== Raw data

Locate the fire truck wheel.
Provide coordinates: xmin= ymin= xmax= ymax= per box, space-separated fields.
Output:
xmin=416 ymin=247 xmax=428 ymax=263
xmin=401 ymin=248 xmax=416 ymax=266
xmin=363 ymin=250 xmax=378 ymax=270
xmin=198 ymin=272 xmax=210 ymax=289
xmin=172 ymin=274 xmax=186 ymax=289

====
== Raw data

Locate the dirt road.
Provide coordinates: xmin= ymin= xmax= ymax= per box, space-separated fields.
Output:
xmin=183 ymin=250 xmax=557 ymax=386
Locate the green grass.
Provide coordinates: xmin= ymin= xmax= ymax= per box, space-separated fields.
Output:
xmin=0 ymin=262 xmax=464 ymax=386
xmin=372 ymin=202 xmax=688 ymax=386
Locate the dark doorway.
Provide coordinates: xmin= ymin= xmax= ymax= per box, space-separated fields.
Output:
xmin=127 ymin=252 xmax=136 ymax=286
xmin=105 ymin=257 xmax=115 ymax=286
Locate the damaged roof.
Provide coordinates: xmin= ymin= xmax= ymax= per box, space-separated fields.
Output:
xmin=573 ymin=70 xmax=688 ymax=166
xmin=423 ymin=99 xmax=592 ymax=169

====

§ Written request:
From the line with "Locate the dark doorway." up to and including the line with "xmin=423 ymin=99 xmax=592 ymax=169", switch "doorway" to "entrance" and reproduce only those lines of the entries, changing nothing else.

§ Exercise response:
Locate the dark entrance.
Provide coordinates: xmin= ymin= xmax= ymax= per box, space-separated fields.
Output:
xmin=127 ymin=252 xmax=136 ymax=286
xmin=105 ymin=257 xmax=115 ymax=286
Locate the damaged roof.
Provide coordinates: xmin= ymin= xmax= ymax= per box, space-separated fields.
Output:
xmin=573 ymin=70 xmax=688 ymax=166
xmin=423 ymin=99 xmax=592 ymax=169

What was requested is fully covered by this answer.